* **What needs to be done**: Where a line looks odd, keep it as it is and transcribe all the material.

▼

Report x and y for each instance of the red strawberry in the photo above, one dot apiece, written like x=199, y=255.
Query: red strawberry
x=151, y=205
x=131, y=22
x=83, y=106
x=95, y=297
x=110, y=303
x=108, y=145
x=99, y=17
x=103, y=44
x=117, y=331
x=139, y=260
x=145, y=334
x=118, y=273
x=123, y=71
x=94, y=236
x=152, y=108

▲

* **Written answer**:
Report x and y for each instance of the red strawberry in the photo above, one dot apiece, written like x=199, y=255.
Query: red strawberry
x=151, y=205
x=131, y=22
x=83, y=106
x=95, y=297
x=110, y=303
x=108, y=145
x=99, y=17
x=103, y=44
x=117, y=331
x=139, y=260
x=145, y=334
x=118, y=273
x=123, y=71
x=94, y=236
x=152, y=108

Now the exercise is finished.